- _What is required_: Count the lines of the records that contain the string "weathered", matching case exactly, and reply with only that count.

Annotation dataset entries:

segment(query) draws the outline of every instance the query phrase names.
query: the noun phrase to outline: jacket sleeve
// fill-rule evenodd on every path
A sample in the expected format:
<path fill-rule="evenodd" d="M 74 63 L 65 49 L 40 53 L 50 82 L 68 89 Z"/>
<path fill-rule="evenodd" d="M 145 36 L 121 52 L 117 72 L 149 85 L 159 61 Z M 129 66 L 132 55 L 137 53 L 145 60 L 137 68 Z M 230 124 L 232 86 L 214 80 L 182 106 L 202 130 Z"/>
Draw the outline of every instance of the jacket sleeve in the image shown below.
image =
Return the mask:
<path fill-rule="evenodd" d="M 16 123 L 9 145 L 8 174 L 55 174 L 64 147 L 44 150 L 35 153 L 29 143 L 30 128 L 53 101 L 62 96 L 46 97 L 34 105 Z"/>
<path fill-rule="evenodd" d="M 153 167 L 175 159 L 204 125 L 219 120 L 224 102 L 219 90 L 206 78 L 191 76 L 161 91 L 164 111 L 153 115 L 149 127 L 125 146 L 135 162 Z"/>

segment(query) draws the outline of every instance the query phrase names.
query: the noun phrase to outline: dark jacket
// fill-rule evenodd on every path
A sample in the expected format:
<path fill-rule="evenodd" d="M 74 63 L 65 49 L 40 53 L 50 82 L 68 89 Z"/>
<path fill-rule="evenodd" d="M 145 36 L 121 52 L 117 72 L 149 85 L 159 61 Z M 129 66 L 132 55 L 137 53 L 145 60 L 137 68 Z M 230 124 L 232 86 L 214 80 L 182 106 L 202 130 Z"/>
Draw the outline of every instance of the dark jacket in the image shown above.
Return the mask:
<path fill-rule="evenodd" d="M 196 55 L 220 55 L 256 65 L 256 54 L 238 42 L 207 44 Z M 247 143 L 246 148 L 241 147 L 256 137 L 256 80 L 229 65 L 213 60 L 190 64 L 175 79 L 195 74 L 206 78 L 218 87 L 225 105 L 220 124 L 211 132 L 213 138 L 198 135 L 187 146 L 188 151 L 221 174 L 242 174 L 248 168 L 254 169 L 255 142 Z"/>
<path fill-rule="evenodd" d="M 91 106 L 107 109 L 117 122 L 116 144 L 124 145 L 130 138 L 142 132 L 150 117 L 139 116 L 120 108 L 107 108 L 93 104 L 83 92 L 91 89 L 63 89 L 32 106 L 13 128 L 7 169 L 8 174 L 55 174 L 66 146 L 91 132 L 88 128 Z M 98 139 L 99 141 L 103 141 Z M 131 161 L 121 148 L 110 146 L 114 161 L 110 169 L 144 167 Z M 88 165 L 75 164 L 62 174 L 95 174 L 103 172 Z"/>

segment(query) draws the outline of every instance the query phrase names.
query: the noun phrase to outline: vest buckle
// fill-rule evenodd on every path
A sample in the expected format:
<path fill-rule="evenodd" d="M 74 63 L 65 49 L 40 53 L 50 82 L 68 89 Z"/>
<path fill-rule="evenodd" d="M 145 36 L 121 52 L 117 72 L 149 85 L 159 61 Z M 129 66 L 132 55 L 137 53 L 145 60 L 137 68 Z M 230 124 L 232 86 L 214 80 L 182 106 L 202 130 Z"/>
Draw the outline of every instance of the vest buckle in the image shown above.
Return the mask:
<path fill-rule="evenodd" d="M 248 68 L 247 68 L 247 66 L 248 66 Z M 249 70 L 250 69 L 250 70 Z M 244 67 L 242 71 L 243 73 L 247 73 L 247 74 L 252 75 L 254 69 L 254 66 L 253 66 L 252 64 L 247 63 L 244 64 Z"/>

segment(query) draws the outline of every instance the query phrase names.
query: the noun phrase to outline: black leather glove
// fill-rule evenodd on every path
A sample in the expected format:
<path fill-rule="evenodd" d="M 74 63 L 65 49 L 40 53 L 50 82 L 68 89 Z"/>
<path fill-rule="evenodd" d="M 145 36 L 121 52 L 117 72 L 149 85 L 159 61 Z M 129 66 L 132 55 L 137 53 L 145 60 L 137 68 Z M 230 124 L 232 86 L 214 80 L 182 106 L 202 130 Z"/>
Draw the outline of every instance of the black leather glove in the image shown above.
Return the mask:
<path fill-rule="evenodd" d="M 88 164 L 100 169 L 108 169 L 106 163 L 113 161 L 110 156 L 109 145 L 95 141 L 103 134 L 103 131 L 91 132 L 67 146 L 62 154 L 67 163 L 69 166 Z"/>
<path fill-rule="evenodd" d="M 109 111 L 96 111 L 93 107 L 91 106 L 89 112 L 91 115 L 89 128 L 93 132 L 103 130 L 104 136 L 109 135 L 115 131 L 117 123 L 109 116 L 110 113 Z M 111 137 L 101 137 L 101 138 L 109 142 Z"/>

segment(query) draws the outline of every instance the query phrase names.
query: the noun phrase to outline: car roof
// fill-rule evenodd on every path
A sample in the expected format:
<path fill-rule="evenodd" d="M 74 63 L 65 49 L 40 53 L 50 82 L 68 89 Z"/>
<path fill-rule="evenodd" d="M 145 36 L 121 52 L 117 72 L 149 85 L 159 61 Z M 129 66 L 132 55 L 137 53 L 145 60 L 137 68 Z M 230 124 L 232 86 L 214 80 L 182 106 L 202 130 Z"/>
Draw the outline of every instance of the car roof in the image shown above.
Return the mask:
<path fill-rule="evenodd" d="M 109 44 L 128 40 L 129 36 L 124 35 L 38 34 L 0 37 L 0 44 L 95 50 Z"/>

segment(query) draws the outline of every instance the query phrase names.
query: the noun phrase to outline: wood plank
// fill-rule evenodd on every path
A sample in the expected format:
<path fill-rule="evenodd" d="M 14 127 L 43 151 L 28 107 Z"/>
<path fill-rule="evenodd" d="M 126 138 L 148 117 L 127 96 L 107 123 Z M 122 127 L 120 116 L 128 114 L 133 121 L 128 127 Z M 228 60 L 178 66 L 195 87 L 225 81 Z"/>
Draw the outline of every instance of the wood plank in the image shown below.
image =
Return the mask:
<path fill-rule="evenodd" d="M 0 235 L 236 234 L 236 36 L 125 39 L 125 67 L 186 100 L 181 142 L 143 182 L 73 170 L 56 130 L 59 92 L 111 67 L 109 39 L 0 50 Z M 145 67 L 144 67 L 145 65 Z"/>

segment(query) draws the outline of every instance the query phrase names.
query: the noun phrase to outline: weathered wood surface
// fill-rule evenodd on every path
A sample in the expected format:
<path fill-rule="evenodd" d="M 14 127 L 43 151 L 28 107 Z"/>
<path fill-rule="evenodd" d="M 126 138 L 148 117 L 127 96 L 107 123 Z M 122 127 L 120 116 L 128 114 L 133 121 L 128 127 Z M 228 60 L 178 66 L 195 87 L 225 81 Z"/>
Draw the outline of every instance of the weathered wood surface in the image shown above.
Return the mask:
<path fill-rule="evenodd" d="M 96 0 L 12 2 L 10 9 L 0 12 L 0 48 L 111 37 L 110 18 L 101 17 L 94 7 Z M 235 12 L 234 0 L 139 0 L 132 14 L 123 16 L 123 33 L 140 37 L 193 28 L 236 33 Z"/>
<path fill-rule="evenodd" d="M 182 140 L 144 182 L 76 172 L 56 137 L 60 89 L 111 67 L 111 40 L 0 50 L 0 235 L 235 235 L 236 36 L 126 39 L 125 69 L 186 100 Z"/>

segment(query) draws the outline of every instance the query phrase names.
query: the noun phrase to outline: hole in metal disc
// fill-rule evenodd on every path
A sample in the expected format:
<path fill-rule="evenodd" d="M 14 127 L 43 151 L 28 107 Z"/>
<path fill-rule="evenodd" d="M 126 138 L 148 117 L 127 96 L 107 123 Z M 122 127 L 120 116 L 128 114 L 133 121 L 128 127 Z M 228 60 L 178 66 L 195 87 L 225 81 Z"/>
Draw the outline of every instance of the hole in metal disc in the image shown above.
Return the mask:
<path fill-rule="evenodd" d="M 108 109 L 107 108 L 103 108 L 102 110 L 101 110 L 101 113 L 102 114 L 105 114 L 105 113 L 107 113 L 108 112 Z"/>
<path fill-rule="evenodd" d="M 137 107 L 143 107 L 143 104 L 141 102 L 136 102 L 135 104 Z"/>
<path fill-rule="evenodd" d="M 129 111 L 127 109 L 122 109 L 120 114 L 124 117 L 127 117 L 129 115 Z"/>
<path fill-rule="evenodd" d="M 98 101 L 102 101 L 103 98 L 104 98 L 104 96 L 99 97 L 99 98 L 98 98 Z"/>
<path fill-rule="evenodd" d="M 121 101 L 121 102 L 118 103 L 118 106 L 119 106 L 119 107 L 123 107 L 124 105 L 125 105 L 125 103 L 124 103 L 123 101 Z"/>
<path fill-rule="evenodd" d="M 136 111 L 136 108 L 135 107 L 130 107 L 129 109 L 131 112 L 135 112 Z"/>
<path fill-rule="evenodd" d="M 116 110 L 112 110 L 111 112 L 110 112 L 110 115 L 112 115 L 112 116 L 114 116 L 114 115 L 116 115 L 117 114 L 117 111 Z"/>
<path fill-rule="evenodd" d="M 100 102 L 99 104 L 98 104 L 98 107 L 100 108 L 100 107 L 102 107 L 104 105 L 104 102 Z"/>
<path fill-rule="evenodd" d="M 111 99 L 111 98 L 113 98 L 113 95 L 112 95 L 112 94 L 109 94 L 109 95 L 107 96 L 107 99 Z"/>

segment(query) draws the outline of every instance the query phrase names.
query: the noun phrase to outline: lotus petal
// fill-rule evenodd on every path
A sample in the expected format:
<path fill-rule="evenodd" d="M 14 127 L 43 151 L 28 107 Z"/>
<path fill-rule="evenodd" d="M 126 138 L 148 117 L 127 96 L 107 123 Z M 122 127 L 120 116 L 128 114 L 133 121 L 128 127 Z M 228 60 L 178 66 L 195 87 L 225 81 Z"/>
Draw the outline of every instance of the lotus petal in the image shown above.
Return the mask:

- _Complete answer_: 2